Neo4J Graph Database Anti-Fraud Analysis in Practice (IV) - Risk Scoring
1 Preface
In the Neo4J graph database anti-fraud series, we have identified risky users. This article will explain how to score the risk of each customer. If you need to review the previous articles, you can directly jump to the links:
- Introduction to Graph Database
- Neo4j Graph Database Anti-Fraud Analysis In Practice (I) - Build Analysis Environment
- Neo4j Graph Database Anti-Fraud Analysis In Practice (II) - Data Preparation
- Neo4j Graph Database Anti-Fraud Analysis In Practice (III) - Identify Criminal Organizations
2 Finding Similar Nodes
Last time, we used the Weakly Connected Components algorithm to cluster the data. Next, we can look for similar customers in each cluster.

• [INFORMATION PROVIDED]
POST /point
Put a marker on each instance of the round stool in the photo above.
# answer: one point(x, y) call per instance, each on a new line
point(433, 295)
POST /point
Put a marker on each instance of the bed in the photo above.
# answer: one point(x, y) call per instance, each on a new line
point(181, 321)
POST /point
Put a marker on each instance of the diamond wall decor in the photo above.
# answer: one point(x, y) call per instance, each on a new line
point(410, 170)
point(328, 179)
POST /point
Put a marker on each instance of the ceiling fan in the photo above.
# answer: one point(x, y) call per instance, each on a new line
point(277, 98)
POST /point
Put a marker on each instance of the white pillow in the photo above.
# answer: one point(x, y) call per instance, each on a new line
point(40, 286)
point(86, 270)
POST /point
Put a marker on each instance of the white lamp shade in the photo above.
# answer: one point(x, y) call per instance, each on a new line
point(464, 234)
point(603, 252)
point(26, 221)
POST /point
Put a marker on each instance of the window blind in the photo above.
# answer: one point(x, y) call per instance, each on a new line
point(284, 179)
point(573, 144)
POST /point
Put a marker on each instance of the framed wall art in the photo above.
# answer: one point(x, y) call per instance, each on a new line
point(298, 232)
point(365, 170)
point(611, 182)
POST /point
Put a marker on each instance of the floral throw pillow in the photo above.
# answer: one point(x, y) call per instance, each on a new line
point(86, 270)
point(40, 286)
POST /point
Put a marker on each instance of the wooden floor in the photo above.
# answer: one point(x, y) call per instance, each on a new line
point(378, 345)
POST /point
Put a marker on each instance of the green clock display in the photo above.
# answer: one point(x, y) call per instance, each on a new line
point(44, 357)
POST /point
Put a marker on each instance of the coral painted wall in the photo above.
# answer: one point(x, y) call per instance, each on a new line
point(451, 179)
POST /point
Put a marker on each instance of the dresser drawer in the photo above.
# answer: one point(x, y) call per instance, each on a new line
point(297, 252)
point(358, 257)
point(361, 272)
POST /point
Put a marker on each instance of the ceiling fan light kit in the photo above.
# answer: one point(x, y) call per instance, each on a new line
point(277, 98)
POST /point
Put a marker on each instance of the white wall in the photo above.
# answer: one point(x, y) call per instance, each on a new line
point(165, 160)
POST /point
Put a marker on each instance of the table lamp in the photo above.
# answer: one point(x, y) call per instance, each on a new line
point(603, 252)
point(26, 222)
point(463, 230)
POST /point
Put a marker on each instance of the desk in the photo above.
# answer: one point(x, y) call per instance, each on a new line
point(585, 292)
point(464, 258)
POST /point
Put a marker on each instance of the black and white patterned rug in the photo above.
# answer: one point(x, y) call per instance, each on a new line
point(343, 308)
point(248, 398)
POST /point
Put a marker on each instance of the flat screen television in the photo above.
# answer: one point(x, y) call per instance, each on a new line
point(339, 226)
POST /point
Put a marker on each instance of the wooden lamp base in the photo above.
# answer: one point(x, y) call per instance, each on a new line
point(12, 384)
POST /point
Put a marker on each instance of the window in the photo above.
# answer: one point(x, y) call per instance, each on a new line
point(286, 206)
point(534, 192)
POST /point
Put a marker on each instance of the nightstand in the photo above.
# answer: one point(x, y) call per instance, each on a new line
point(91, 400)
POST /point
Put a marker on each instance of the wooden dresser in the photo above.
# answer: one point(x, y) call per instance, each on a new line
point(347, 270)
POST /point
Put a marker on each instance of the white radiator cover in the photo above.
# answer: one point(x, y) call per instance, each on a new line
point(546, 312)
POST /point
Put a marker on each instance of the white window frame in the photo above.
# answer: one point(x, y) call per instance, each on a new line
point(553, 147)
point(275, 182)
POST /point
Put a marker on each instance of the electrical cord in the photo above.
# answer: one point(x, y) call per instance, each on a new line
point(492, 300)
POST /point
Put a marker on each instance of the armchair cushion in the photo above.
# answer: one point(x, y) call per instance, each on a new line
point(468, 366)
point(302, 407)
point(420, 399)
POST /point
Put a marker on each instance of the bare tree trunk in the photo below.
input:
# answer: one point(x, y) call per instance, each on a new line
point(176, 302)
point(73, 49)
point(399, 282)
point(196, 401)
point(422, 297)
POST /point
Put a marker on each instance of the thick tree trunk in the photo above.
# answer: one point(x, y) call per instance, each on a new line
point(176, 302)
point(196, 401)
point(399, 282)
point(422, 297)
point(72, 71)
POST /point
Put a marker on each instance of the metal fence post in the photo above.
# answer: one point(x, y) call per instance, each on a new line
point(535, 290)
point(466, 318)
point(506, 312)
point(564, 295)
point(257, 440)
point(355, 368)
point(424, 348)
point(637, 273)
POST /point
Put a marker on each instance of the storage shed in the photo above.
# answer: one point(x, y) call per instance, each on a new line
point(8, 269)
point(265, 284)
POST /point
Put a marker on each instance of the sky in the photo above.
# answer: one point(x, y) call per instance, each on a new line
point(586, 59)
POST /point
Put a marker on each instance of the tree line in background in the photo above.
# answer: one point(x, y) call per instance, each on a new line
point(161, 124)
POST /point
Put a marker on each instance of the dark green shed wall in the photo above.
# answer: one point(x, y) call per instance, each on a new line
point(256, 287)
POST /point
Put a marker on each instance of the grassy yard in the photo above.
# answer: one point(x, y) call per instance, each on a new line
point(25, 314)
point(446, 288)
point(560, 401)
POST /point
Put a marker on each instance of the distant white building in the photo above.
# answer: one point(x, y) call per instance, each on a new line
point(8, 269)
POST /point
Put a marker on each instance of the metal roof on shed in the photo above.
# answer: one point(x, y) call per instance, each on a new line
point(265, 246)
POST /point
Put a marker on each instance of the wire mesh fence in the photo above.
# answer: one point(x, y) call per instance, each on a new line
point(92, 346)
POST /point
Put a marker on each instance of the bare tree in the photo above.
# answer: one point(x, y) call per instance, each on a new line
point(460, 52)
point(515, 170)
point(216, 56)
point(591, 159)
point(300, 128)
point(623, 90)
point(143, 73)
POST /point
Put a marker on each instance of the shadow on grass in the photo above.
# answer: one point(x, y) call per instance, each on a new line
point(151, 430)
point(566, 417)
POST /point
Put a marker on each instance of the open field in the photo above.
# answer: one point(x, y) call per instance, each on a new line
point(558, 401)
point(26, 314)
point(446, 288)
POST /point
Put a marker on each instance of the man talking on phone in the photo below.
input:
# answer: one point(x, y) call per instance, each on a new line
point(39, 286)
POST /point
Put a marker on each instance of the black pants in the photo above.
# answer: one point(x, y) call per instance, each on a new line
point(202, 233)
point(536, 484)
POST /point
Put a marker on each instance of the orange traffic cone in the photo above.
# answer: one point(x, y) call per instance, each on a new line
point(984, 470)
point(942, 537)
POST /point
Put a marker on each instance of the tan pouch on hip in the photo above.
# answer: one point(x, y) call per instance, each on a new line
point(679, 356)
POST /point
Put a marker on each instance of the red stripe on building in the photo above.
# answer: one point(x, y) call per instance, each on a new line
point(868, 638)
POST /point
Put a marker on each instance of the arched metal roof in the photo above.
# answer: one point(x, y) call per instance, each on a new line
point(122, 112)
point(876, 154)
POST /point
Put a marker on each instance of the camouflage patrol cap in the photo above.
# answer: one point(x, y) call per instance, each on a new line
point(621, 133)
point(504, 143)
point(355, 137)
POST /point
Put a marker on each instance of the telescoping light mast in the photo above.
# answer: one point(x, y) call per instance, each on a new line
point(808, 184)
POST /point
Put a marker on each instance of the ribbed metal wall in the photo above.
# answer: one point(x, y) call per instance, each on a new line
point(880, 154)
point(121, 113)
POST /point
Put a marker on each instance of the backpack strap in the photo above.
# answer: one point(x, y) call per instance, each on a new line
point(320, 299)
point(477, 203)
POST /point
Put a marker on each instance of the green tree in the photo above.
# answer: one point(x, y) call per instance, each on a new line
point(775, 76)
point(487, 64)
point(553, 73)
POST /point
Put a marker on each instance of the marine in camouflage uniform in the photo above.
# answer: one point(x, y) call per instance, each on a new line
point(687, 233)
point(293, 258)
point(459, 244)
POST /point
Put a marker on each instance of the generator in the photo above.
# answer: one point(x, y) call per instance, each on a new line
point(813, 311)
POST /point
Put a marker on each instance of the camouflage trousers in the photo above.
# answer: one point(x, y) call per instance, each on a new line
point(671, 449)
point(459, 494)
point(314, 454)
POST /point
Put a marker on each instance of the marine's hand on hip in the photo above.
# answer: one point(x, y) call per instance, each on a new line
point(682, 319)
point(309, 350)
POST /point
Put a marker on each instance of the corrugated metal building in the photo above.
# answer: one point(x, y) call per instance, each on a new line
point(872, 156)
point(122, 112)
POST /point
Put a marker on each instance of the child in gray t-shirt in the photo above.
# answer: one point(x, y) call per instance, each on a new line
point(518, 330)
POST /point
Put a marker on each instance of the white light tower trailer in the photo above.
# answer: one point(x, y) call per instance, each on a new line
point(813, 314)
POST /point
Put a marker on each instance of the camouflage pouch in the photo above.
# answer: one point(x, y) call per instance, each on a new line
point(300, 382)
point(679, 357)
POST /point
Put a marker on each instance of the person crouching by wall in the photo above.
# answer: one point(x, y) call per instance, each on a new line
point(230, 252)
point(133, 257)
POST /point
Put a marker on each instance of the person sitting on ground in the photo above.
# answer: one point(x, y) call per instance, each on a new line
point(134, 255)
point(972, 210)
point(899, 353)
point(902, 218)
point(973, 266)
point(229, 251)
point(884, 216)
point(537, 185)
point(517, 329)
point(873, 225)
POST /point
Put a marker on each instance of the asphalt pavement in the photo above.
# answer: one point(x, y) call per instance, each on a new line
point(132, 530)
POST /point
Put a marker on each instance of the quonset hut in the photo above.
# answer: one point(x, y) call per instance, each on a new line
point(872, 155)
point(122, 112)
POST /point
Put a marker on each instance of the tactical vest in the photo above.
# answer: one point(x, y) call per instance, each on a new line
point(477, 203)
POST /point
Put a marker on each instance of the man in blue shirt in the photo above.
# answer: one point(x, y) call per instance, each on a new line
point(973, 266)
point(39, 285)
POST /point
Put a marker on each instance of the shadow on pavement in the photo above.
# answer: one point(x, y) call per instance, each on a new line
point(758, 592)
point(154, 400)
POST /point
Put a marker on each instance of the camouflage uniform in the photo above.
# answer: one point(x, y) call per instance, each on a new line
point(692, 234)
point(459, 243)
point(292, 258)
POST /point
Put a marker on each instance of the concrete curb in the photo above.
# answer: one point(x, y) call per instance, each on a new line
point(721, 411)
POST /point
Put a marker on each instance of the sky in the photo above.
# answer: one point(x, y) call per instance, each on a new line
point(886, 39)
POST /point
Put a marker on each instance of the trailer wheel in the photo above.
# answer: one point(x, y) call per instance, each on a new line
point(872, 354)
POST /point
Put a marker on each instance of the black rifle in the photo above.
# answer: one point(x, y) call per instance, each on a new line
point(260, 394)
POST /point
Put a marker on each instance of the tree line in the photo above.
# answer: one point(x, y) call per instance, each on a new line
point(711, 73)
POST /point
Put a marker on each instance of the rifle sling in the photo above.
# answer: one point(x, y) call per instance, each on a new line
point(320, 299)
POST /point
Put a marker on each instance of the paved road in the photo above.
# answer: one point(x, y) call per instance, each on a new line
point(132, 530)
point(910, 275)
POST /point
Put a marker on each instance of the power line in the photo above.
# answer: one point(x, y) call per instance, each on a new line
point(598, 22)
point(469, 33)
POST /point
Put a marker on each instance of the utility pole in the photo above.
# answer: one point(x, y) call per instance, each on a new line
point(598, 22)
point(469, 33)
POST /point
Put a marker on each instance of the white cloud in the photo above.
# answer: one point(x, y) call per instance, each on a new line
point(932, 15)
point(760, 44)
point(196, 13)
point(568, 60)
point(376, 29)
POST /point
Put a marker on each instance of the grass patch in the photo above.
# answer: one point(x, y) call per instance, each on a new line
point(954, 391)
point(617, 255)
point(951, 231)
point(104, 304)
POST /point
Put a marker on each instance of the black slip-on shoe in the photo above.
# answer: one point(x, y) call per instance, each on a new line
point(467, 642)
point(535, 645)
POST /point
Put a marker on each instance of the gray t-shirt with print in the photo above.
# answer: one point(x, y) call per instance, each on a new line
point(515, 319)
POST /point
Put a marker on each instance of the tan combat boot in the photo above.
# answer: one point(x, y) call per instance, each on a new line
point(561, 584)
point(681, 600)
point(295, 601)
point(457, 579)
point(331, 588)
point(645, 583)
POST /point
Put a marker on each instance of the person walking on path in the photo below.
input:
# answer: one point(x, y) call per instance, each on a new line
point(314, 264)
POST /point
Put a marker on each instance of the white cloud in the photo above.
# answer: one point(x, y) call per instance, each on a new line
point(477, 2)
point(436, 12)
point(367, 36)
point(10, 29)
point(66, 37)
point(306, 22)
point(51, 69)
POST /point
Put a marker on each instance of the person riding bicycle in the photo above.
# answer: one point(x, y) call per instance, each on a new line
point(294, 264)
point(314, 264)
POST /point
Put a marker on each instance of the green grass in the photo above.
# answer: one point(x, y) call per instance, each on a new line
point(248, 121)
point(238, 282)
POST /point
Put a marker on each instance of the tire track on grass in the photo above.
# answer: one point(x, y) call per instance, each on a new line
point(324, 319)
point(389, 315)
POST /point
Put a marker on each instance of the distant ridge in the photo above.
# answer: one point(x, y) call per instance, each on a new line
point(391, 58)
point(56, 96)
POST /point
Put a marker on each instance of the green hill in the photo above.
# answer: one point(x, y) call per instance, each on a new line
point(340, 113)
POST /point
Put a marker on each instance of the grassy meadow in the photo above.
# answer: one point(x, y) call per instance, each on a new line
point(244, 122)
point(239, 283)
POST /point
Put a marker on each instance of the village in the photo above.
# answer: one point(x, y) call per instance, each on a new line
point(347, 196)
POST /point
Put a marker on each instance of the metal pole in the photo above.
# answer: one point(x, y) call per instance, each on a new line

• [PROBLEMS TO WORK ON]
1) List the titles of the earlier articles that the Neo4j anti-fraud article links to for review.
2) Please reproduce the passage of the Neo4j anti-fraud article starting at "Neo4J Graph Database Anti-Fraud Analysis in Practice (IV)" and ending at "in each cluster.".
3) Decide whether each statement agrees with the Neo4j anti-fraud article, answering yes or no and quoting the words that settle it: (a) The series has already identified risky users. (b) This article explains how to identify criminal organizations. (c) The data was clustered with the Weakly Connected Components algorithm.

• [ANSWERS BY TASK]
1)
- Introduction to Graph Database
- Neo4j Graph Database Anti-Fraud Analysis In Practice (I) - Build Analysis Environment
- Neo4j Graph Database Anti-Fraud Analysis In Practice (II) - Data Preparation
- Neo4j Graph Database Anti-Fraud Analysis In Practice (III) - Identify Criminal Organizations

2)
Neo4J Graph Database Anti-Fraud Analysis in Practice (IV) - Risk Scoring
1 Preface
In the Neo4J graph database anti-fraud series, we have identified risky users. This article will explain how to score the risk of each customer. If you need to review the previous articles, you can directly jump to the links:
- Introduction to Graph Database
- Neo4j Graph Database Anti-Fraud Analysis In Practice (I) - Build Analysis Environment
- Neo4j Graph Database Anti-Fraud Analysis In Practice (II) - Data Preparation
- Neo4j Graph Database Anti-Fraud Analysis In Practice (III) - Identify Criminal Organizations
2 Finding Similar Nodes
Last time, we used the Weakly Connected Components algorithm to cluster the data. Next, we can look for similar customers in each cluster.

3)
(a) Yes: "we have identified risky users."
(b) No: "This article will explain how to score the risk of each customer."
(c) Yes: "Last time, we used the Weakly Connected Components algorithm to cluster the data."